Requirement:
Nothing but the line with "Review step: verify that every instance of the covered" and the lines after it, through the end of the records below, is to be repeated, exactly as it is.

Given records:
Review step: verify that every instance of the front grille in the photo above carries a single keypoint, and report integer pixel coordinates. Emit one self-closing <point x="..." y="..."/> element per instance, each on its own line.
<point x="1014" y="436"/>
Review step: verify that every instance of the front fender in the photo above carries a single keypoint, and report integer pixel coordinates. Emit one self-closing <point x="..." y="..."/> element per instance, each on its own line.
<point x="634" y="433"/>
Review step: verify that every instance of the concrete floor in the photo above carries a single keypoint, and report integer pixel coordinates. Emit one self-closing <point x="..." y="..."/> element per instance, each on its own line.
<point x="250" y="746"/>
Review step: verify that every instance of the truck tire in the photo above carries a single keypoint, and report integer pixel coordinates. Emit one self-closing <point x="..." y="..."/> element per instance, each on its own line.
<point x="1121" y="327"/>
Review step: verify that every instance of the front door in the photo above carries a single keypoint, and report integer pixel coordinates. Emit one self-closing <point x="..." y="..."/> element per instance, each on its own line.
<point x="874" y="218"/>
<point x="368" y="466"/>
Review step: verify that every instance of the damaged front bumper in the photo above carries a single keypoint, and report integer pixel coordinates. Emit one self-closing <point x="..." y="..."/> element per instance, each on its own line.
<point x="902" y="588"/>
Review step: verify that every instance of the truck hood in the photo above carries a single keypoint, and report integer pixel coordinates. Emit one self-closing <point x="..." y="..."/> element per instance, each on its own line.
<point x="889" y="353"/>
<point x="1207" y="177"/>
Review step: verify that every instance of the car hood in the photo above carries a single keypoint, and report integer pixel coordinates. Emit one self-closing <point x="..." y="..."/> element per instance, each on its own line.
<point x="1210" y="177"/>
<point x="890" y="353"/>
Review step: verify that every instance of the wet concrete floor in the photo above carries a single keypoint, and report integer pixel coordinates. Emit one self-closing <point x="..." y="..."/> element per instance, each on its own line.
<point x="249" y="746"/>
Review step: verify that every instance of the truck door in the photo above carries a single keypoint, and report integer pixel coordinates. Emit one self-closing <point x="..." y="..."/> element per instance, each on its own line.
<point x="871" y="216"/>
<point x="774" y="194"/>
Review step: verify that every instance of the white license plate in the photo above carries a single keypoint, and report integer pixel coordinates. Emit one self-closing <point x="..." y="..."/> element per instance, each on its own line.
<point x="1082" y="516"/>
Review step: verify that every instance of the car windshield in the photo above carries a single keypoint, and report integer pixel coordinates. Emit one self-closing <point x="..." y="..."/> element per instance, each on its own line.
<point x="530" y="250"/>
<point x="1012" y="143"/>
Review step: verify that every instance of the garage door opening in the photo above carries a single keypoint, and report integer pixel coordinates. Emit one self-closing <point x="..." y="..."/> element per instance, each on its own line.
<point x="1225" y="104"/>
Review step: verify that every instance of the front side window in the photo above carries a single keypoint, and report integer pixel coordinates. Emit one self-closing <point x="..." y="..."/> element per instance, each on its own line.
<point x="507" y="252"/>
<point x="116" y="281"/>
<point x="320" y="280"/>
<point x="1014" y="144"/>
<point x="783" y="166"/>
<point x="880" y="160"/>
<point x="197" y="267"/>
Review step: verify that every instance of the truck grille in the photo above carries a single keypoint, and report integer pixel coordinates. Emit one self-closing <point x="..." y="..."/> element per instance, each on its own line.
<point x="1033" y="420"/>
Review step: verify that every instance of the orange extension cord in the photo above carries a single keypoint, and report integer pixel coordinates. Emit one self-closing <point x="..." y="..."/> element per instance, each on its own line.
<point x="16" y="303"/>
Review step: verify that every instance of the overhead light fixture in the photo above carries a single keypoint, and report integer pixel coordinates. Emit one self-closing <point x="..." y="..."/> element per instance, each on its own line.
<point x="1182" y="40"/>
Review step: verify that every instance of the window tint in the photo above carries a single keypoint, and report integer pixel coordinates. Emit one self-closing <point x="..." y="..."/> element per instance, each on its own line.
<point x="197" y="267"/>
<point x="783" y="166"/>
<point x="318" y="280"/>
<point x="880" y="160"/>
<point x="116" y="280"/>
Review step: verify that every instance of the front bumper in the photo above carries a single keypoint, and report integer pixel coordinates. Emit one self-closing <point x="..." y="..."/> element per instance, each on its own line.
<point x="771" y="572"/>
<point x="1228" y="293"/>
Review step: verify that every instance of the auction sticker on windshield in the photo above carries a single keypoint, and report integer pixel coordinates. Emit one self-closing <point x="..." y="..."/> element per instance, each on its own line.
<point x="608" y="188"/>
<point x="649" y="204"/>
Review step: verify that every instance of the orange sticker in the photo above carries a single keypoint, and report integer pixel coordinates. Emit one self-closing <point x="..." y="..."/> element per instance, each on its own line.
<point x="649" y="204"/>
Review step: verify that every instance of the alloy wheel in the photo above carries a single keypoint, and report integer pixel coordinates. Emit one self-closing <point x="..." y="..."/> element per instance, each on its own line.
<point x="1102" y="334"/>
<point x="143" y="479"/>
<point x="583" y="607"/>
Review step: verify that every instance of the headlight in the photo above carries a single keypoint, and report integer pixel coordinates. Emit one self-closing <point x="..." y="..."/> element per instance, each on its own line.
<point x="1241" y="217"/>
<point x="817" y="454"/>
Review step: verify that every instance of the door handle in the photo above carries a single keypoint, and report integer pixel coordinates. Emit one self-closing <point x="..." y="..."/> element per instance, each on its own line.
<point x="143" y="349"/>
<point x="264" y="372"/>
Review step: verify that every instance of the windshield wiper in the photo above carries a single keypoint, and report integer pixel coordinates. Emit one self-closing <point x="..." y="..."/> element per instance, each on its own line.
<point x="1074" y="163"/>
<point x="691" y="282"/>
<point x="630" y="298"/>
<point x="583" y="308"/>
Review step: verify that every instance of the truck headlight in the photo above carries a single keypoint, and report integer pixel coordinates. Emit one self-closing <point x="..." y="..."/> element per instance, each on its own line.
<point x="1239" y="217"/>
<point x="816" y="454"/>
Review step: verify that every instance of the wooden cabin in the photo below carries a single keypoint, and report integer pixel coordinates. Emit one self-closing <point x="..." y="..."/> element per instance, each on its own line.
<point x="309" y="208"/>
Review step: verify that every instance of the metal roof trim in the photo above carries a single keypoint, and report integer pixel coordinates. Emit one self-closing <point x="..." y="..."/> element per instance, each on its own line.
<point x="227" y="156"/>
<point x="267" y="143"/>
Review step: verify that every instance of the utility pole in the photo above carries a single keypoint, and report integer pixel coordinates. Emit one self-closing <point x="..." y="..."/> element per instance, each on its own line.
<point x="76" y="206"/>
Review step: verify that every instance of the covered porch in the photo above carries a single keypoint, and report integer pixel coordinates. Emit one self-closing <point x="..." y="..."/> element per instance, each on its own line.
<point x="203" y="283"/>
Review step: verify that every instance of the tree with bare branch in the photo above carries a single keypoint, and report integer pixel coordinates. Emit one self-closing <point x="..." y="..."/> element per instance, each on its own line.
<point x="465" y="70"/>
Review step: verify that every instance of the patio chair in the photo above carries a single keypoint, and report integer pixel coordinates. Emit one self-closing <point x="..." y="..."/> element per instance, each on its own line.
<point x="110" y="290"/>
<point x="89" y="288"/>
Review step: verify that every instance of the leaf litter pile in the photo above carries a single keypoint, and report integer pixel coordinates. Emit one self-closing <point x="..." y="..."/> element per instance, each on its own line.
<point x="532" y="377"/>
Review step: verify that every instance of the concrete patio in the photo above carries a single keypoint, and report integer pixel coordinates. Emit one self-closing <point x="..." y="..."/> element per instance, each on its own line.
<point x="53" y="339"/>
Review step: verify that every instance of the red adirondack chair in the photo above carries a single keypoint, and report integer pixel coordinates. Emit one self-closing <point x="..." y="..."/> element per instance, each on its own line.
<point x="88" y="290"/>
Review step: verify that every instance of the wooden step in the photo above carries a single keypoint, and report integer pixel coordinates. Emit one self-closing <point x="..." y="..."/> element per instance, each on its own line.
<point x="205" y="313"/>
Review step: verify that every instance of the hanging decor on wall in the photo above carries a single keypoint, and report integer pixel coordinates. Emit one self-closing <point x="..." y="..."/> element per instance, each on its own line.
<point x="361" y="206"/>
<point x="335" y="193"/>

Result of the task:
Review step: verify that every instance of the covered porch in the photo above carries a single keypoint, and report integer pixel coordinates. Emit one self-closing <point x="..." y="..."/> element per instance, each on its own line.
<point x="203" y="283"/>
Review step: verify that every instance of the tree with bare branch in the photo above carries a single keypoint, and report integer pixel coordinates. Emit one self-closing <point x="..." y="..."/> element per instance, each on its own line.
<point x="465" y="70"/>
Review step: verify that every instance of the patio chair in the photo above carries a single keypoint, and report integer pixel coordinates. Emit one self-closing <point x="..." y="..."/> element per instance, each on its own line.
<point x="110" y="290"/>
<point x="89" y="288"/>
Review step: verify that every instance of the leaf litter pile in the photo above carries a single keypoint, and report integer pixel coordinates. Emit one self-closing <point x="..." y="..."/> element per instance, each on its own line.
<point x="532" y="377"/>
Review step: verify that every instance of the concrete patio in the photo above carries a single keypoint, and report integer pixel coordinates. Emit one self-closing <point x="..." y="..."/> element per instance, each on its own line.
<point x="53" y="339"/>
Review step: verify that every instance of the red adirondack chair in the photo above carries a single keypoint, and report integer pixel coordinates. Emit one self-closing <point x="..." y="..."/> element per instance, each on its own line.
<point x="88" y="290"/>
Review step: verify that every instance of the wooden step in the photo above carries a single keypoint, and report integer pixel coordinates. Emit one self-closing <point x="..." y="..."/> element per instance, each on its own line.
<point x="205" y="313"/>
Review step: verify that every instance of the hanging decor on wall in the photo above carries a single keypoint, and report integer pixel coordinates. Emit one self-closing <point x="..." y="..."/> element per instance, each on its own line.
<point x="361" y="206"/>
<point x="335" y="193"/>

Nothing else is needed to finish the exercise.